• [Work item] All lines of the data shown below should be output exactly as they stand.
╔══
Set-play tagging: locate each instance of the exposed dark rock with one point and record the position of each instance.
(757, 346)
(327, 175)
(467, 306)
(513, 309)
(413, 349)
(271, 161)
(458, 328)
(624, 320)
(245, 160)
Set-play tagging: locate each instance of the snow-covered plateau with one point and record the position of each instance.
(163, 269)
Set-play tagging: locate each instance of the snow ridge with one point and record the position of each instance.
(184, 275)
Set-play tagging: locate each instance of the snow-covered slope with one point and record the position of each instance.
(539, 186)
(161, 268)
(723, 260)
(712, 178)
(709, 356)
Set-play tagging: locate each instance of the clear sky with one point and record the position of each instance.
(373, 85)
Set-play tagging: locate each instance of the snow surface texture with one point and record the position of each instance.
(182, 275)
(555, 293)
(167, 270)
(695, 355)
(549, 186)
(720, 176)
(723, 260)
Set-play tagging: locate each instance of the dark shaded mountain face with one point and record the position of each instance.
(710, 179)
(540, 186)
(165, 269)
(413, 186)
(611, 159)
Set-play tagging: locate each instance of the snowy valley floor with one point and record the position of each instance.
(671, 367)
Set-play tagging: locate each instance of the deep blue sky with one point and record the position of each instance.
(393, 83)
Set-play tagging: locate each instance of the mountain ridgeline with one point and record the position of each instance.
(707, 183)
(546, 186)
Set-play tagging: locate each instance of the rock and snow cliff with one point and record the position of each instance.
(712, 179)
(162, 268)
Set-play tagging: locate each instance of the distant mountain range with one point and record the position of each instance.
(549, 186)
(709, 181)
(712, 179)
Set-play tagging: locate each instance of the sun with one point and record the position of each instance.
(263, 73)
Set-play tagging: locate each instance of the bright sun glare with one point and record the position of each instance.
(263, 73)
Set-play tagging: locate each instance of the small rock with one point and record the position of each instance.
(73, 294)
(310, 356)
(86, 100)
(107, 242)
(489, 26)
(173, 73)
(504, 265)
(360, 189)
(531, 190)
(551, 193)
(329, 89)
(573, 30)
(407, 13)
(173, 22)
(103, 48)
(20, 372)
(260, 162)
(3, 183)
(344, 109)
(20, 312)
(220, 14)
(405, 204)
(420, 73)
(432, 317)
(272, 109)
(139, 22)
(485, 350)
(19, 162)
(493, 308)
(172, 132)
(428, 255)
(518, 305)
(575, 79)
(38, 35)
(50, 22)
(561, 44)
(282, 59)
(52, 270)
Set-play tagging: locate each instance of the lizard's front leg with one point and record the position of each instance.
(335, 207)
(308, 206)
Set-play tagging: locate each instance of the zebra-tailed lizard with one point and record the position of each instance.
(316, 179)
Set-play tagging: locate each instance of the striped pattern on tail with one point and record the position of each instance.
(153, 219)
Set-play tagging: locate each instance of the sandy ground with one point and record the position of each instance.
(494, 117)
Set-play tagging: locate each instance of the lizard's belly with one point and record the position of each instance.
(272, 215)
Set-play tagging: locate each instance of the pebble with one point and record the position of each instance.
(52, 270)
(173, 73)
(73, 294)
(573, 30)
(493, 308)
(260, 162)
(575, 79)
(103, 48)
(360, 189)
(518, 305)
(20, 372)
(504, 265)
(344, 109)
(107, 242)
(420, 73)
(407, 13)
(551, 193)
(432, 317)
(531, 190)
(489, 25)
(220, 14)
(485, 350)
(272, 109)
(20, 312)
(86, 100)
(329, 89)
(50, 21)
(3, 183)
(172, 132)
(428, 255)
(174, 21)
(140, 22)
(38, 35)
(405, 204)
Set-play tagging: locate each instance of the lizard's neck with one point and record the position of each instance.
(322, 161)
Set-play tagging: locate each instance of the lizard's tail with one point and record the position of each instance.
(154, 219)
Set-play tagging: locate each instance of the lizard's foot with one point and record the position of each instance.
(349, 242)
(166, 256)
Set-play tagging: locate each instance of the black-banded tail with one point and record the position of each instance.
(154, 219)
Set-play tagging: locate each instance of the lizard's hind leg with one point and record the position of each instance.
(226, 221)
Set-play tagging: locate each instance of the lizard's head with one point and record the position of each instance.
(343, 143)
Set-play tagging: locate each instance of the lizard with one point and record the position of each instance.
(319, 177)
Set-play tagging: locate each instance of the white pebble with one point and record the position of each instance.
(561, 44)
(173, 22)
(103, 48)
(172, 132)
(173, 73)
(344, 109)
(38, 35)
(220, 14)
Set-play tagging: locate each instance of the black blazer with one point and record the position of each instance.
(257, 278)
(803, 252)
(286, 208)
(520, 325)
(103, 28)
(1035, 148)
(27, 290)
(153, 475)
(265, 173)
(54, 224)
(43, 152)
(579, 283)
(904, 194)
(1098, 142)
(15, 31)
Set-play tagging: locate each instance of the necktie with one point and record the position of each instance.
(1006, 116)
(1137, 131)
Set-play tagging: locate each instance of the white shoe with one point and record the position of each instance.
╚══
• [Written response]
Set-play tagging: locate each instance of the exposed dark rock with one point and record the position of each instance.
(757, 346)
(327, 175)
(467, 306)
(513, 309)
(413, 349)
(271, 161)
(458, 328)
(624, 320)
(245, 160)
Set-play tagging: locate each instance of the snow-covered plateau with one point and record the position of each instance.
(163, 269)
Set-play tagging: locate each instance of the snow ridge with one point and record the position of each instance.
(184, 275)
Set-play tagging: locate each instance of the snow-covered slope with one point and record the position of each instance.
(539, 186)
(161, 268)
(723, 260)
(712, 178)
(709, 356)
Set-play tagging: locate each instance of the clear sky with one point and record the position of each instance.
(373, 85)
Set-play tagging: locate each instance of the snow surface texture with one point and record the position of each instance.
(182, 275)
(555, 293)
(167, 270)
(695, 355)
(549, 186)
(720, 176)
(723, 260)
Set-play tagging: locate each instance of the dark shaded mountain face with one point and record the position of each instance.
(710, 179)
(540, 186)
(165, 269)
(413, 186)
(611, 159)
Set-play tagging: locate each instance of the snowy valley floor with one point and record the position of each instance.
(671, 367)
Set-play tagging: locate each instance of the deep blue sky with one point and record the position of each instance.
(393, 83)
Set-play tagging: locate each instance of the mountain ridgeline with one point and record the position of each instance.
(707, 183)
(546, 186)
Set-play tagging: locate each instance of the rock and snow cliff with one point and record the position of each instance.
(712, 179)
(162, 268)
Set-play tagging: locate each instance of the distant mountain range with one point and record the position of each instance.
(549, 186)
(709, 181)
(712, 179)
Set-play tagging: locate each instance of the sun with one point and record the position of each instance.
(263, 73)
Set-play tagging: locate each instance of the bright sun glare with one point and record the position of each instance.
(263, 73)
Set-play tagging: locate each instance of the small rock with one point and record the position of each instance.
(73, 294)
(310, 356)
(86, 100)
(107, 242)
(489, 26)
(173, 73)
(504, 265)
(360, 189)
(531, 190)
(551, 193)
(329, 89)
(573, 30)
(407, 13)
(173, 22)
(103, 48)
(20, 372)
(260, 162)
(3, 183)
(344, 109)
(20, 312)
(220, 14)
(405, 204)
(420, 73)
(432, 317)
(272, 109)
(139, 22)
(485, 350)
(19, 162)
(493, 308)
(172, 132)
(428, 255)
(518, 305)
(575, 79)
(38, 35)
(50, 22)
(561, 44)
(282, 59)
(52, 270)
Set-play tagging: locate each instance of the lizard's front leg with one point and record the position of each instance.
(335, 207)
(308, 206)
Set-play tagging: locate each instance of the zebra-tailed lizard with one point and record the position of each instance.
(316, 179)
Set-play tagging: locate each instance of the striped pattern on tail with one point and record the position of each instance.
(153, 219)
Set-play tagging: locate each instance of the sandy ground with one point and record the position of each instance.
(494, 117)
Set-play tagging: locate each instance of the lizard's belly with one point and record the position of each instance.
(272, 215)
Set-play tagging: locate each instance of the pebble with one point and record the position of each instance.
(52, 270)
(173, 73)
(73, 294)
(573, 30)
(493, 308)
(260, 162)
(575, 79)
(103, 48)
(360, 189)
(518, 305)
(20, 372)
(504, 265)
(344, 109)
(107, 242)
(420, 73)
(407, 13)
(551, 193)
(432, 317)
(531, 190)
(489, 25)
(220, 14)
(485, 350)
(272, 109)
(20, 312)
(86, 100)
(329, 89)
(50, 21)
(3, 183)
(172, 132)
(428, 255)
(174, 21)
(140, 22)
(38, 35)
(405, 204)
Set-play tagging: locate each instance of the lizard's neck with one point and record the position of each instance.
(322, 161)
Set-play tagging: locate each instance of the lizard's tail with one point and record the position of each instance.
(154, 219)
Set-play tagging: locate each instance of the lizard's foot with one point and record the position of each instance.
(349, 242)
(166, 256)
Set-play tagging: locate each instance of the black-banded tail with one point and record the position of each instance.
(154, 219)
Set-play tagging: locate each instance of the lizard's hind leg with one point and record the position of each instance.
(226, 221)
Set-play tagging: locate each instance of the lizard's head with one point and record the position of each instance.
(343, 143)
Set-play tagging: locate each instance of the lizard with one point and record the position of each instance.
(319, 177)
Set-play tagging: locate each instance of the white pebble with one point and record the position of each instance.
(561, 44)
(173, 22)
(103, 48)
(172, 132)
(173, 73)
(344, 109)
(38, 35)
(220, 14)
Set-play tagging: locate each instance of the black blazer with one point and record the position of each instance.
(257, 278)
(803, 252)
(286, 208)
(520, 325)
(103, 28)
(1035, 148)
(27, 290)
(153, 475)
(265, 173)
(54, 224)
(43, 152)
(579, 283)
(904, 194)
(1098, 142)
(15, 31)
Set-play tagging: locate each instance of the necktie with one point and record the position of each instance.
(1006, 116)
(1137, 131)
Set-play tagging: locate each instance of the white shoe with one point and record the position of each instance.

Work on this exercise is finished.